"Faltou alguma coisa no Rock in Rio. O músico brasileiro foi discriminado em seu próprio país. Somente alguns artistas puderam passar o som. Além disso, nenhum artista ou banda nacional teve a oportunidade de se apresentar durante a noite, com céu escuro e propício para uma boa iluminação e nem um espaço privilegiado no palco. Um dos músicos contou que o palco seria móvel mas não funcionou. Por isso sobrou um pequeno espaço na beirada".
Não fosse o espírito empreendedor de empresários brasileiros das áreas de locação de som e luz, a crescente profissionalização de equipes técnicas e produtores e o desenvolvimento de um know-how para o showbiz made in Brazil, o parágrafo acima (extraído do texto de abertura da reportagem sobre o Rock in Rio 2 publicado na M&T nº 27 em abril de 1991) certamente iria se repetir nesta terceira edição do megaevento. Realizado nos dias 12, 13, 14, 18, 19, 20 e 21 de janeiro na chamada Cidade do Rock (RJ), o evento ocupou uma área de 250.000 m² situado em Jacarepaguá, no mesmo local que abrigou, há 16 anos, o primeiro festival.
Não fosse o desenvolvimento das áreas de som e luz, além da melhoria de equipes técnicas e produtores, o parágrafo acima (extraído do texto de abertura da reportagem sobre o Rock in Rio 2 publicado na M&T nº 27 em abril de 1991) certamente iria se repetir com exatidão nesta terceira edição do megaevento. A melhoria é clara, porém os primeiros dias de show não foram livres de problemas operacionais como alguns atrasos nas passagens de som (principalmente de brasileiros) no Palco Mundo.
Mais de 150 atrações musicais apresentaram-se no Palco Mundo e nas tendas Raízes, Brasil e Eletro. Para garantir aos leitores uma cobertura mais ágil, dividimos o Rock in Rio em duas partes: esta edição contém informações relativas aos dois primeiros dias do palco principal; a edição de março continuará com o Palco Mundo e contará com amostras do áudio e da produção das outras tendas.

|---|

Tarefa A
Traduza para o inglês a frase do texto sobre o Rock in Rio "Mais de 150 atrações musicais apresentaram-se no Palco Mundo e nas tendas Raízes, Brasil e Eletro."

|---|

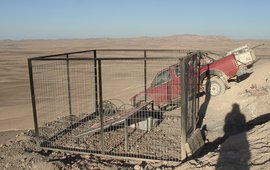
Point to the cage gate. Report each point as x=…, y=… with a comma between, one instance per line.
x=117, y=103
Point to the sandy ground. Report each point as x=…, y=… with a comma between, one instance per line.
x=16, y=111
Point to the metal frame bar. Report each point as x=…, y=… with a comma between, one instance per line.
x=101, y=106
x=32, y=89
x=69, y=88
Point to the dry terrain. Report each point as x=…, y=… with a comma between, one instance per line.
x=242, y=148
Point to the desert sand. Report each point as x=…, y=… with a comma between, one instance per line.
x=250, y=95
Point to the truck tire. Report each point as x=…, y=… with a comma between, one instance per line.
x=215, y=87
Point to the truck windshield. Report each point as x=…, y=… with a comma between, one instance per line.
x=161, y=78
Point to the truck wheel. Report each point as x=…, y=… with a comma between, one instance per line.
x=215, y=87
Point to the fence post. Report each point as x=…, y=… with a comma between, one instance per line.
x=101, y=106
x=96, y=81
x=33, y=101
x=145, y=78
x=183, y=107
x=69, y=89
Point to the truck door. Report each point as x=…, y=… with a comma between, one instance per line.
x=160, y=87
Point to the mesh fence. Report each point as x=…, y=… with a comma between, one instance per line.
x=117, y=103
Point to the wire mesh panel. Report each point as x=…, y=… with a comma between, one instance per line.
x=191, y=141
x=117, y=103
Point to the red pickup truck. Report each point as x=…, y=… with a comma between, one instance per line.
x=213, y=76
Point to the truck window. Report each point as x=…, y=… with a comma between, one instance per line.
x=161, y=78
x=177, y=70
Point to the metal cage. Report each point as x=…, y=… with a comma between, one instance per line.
x=117, y=103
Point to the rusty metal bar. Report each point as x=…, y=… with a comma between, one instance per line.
x=101, y=106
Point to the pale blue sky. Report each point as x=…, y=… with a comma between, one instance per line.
x=53, y=19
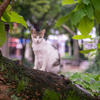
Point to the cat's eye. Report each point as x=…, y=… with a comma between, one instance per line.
x=34, y=36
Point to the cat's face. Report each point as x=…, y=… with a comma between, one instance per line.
x=37, y=36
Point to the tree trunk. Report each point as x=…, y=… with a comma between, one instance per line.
x=23, y=83
x=76, y=53
x=5, y=47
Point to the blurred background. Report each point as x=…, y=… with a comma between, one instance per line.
x=43, y=14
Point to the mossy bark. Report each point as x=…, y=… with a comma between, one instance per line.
x=23, y=83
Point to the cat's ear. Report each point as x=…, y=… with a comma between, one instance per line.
x=42, y=32
x=32, y=31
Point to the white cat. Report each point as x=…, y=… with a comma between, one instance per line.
x=47, y=57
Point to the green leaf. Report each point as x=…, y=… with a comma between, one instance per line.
x=96, y=4
x=62, y=20
x=65, y=2
x=89, y=10
x=14, y=17
x=98, y=45
x=77, y=37
x=87, y=51
x=95, y=86
x=20, y=86
x=97, y=15
x=85, y=25
x=77, y=16
x=79, y=1
x=2, y=33
x=86, y=2
x=79, y=6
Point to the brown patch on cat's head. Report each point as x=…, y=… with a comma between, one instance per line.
x=33, y=31
x=57, y=62
x=42, y=32
x=54, y=47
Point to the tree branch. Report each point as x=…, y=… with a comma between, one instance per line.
x=30, y=84
x=3, y=6
x=68, y=29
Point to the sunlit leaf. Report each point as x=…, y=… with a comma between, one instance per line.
x=89, y=10
x=97, y=15
x=62, y=20
x=85, y=25
x=86, y=2
x=87, y=51
x=96, y=4
x=77, y=37
x=2, y=33
x=14, y=17
x=77, y=16
x=65, y=2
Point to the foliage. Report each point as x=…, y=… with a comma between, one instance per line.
x=2, y=33
x=9, y=16
x=50, y=95
x=95, y=67
x=91, y=82
x=20, y=86
x=82, y=17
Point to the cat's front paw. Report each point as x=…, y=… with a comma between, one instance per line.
x=42, y=69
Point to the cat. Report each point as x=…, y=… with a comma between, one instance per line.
x=47, y=57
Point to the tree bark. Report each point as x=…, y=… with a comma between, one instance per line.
x=3, y=6
x=5, y=47
x=23, y=83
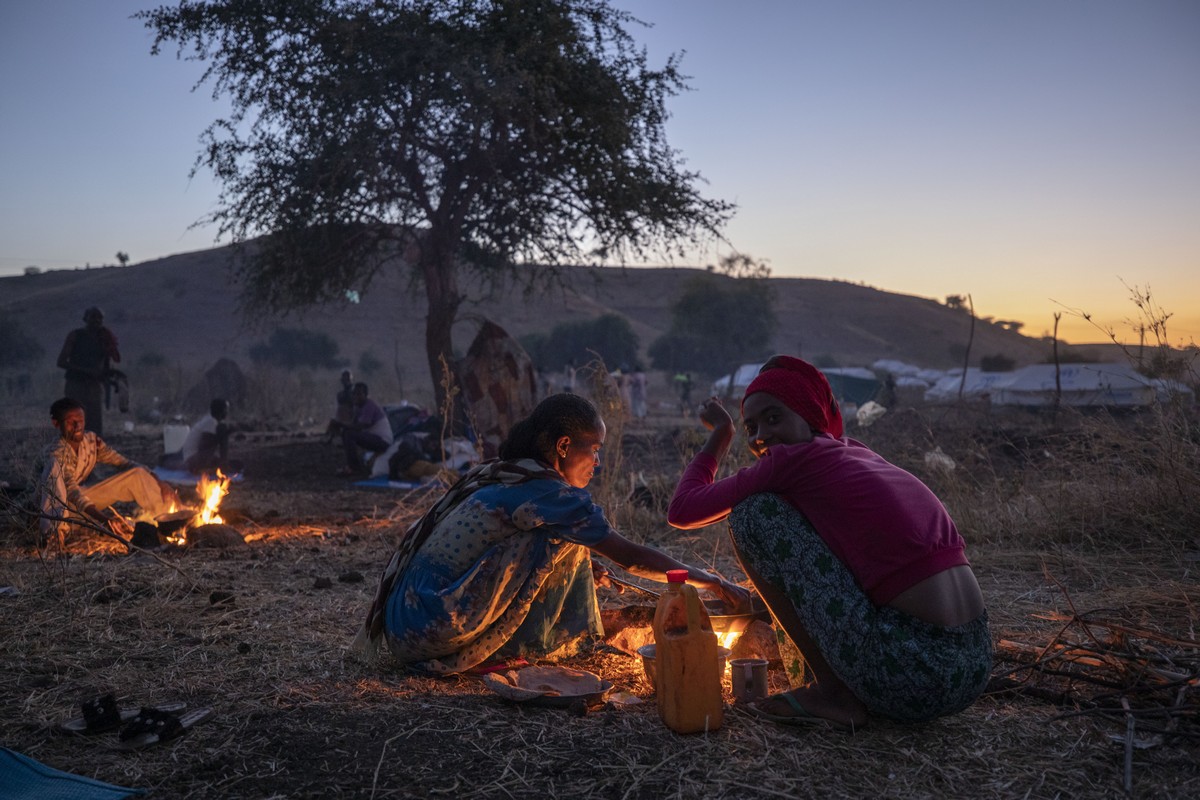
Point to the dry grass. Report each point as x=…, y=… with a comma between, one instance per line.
x=294, y=716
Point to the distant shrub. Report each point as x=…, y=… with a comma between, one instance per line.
x=610, y=336
x=291, y=348
x=17, y=348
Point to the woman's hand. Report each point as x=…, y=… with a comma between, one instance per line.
x=714, y=416
x=720, y=425
x=600, y=577
x=736, y=599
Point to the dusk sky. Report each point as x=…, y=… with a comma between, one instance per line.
x=1038, y=155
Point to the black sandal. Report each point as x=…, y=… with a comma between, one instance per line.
x=151, y=726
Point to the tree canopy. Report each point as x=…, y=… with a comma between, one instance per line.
x=438, y=133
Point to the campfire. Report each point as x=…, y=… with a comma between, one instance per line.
x=175, y=525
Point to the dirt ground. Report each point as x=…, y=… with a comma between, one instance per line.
x=258, y=633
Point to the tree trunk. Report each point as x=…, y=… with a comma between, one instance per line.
x=439, y=270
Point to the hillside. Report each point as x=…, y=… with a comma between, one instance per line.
x=184, y=308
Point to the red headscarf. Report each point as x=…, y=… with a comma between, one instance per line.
x=802, y=388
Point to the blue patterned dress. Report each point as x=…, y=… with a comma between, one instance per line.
x=504, y=571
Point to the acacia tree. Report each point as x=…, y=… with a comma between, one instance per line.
x=439, y=133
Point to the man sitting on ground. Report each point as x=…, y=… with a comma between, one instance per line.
x=370, y=431
x=70, y=462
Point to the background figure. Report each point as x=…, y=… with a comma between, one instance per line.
x=370, y=429
x=683, y=385
x=569, y=377
x=343, y=410
x=637, y=392
x=207, y=447
x=88, y=355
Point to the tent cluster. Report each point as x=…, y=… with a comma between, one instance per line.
x=1039, y=385
x=1079, y=385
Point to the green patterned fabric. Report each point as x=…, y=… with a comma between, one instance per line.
x=900, y=667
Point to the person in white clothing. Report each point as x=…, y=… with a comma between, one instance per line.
x=207, y=446
x=63, y=497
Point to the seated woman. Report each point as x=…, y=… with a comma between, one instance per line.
x=857, y=559
x=501, y=566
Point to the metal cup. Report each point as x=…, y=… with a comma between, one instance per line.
x=748, y=679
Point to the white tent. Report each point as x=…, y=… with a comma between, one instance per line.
x=1083, y=384
x=742, y=378
x=976, y=384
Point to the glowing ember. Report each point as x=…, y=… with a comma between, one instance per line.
x=211, y=492
x=727, y=638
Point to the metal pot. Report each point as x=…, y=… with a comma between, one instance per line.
x=172, y=523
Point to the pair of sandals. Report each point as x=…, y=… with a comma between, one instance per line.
x=139, y=728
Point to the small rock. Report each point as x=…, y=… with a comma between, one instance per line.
x=221, y=599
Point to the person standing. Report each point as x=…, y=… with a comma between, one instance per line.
x=637, y=392
x=207, y=447
x=343, y=409
x=569, y=377
x=88, y=355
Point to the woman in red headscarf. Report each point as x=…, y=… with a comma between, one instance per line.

|---|

Tarefa B
Nas linhas exibidas, comece pela primeira e pare depois da que contém "x=16, y=111". Reescreva esse trecho substituindo "instance" por "item", sem mudar mais nada e sem incluir as imagens.

Resultado da tarefa A
More than 150 musical acts performed on the Palco Mundo and in the Raízes, Brasil and Eletro tents.

Resultado da tarefa B
Point to the cage gate. Report each point as x=…, y=… with a comma between, one item per line.
x=117, y=103
Point to the sandy ground. Report each point as x=…, y=… with a comma between, one item per line.
x=16, y=111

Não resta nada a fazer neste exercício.